▸ **REQUEST**: Quote each of the records below word for word, keeping their order.

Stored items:

○ ○ ○ ○ ○

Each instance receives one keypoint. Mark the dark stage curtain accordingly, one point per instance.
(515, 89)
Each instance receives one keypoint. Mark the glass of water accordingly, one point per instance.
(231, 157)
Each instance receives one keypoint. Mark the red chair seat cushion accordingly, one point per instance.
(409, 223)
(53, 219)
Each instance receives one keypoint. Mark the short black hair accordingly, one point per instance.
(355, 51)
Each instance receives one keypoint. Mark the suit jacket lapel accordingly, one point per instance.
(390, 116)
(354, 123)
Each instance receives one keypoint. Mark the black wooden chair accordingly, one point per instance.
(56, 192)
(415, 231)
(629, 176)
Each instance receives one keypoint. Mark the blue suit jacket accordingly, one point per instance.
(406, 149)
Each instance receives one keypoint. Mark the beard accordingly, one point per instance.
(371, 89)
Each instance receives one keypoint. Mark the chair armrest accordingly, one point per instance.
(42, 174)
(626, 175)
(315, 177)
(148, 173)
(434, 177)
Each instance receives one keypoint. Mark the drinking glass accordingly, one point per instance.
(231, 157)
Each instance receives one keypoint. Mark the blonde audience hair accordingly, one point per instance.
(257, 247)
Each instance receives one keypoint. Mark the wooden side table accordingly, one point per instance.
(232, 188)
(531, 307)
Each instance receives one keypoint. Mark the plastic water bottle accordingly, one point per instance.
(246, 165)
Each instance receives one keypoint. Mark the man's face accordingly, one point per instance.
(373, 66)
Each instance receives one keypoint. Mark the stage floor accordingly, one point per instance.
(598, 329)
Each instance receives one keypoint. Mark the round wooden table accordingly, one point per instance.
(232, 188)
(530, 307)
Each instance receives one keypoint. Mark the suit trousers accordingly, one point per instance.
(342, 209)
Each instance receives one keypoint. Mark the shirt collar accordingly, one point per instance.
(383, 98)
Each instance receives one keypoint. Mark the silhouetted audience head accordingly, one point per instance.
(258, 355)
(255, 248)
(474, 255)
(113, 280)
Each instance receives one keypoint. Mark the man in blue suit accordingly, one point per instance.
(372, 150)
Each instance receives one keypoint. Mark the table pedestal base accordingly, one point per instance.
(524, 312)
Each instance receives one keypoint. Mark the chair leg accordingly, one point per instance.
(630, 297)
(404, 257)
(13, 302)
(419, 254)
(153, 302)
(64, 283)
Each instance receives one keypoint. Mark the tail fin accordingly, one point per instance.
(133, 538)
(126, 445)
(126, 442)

○ ○ ○ ○ ○

▸ **FULL SOLUTION**:
Each instance receives one keypoint. Mark the dark stage curtain accordingly, one point per instance.
(515, 89)
Each instance receives one keypoint. Mark the glass of water accordingly, one point per instance.
(231, 157)
Each instance receives one keypoint. Mark the red chair seat cushion accordingly, one point per instance.
(409, 223)
(53, 219)
Each instance receives one keypoint. Mark the short black hair accordingly, one point per instance.
(355, 51)
Each instance receives one keypoint. Mark the suit jacket lapel accordingly, one point per instance.
(390, 116)
(354, 123)
Each instance receives one keypoint. Mark the black wooden chair accordingly, one point per instance.
(56, 192)
(415, 231)
(629, 176)
Each instance receives one keypoint. Mark the blue suit jacket accordingly, one point per instance.
(406, 149)
Each instance receives one keypoint. Mark the beard accordingly, one point per instance.
(371, 89)
Each instance receives one keypoint. Mark the chair armrest accordingly, one point per instance.
(42, 174)
(626, 175)
(315, 177)
(148, 173)
(434, 177)
Each instance receives one keypoint. Mark the drinking glass accordingly, one point per instance.
(231, 157)
Each instance receives one keypoint. Mark the blonde audience hair accordingly, one point per instance.
(257, 247)
Each instance receives one keypoint. Mark the wooden side table accordingly, one point per instance.
(232, 188)
(531, 307)
Each instance receives one keypoint. Mark the plastic water bottle accordingly, one point per instance.
(246, 165)
Each instance receives one keypoint. Mark the man's face accordingly, one point per instance.
(373, 66)
Each instance receives one keypoint. Mark the stage floor accordingly, one point per instance.
(598, 329)
Each instance receives one keypoint. Mark the round wooden table accordingly, one point per instance.
(232, 188)
(530, 307)
Each instance receives one keypoint. Mark the suit trousers accordingly, one point per instance.
(342, 209)
Each instance receives one keypoint. Mark the shirt collar accordingly, one point per instance.
(383, 98)
Each instance receives one keypoint. Mark the silhouetted audience head accordingly, one point per instance.
(258, 355)
(255, 248)
(474, 255)
(113, 280)
Each instance receives one keypoint. Mark the man in blue suit accordingly, one point per instance.
(372, 150)
Each instance receives one keypoint. Mark the table pedestal base accordingly, one point per instance.
(524, 312)
Each instance receives one keypoint. Mark the chair leg accordingly, one point per instance.
(630, 297)
(404, 257)
(13, 302)
(419, 254)
(153, 302)
(64, 283)
Each instance receives one keypoint. Mark the tail fin accordingly, one point per instance.
(133, 538)
(126, 445)
(126, 442)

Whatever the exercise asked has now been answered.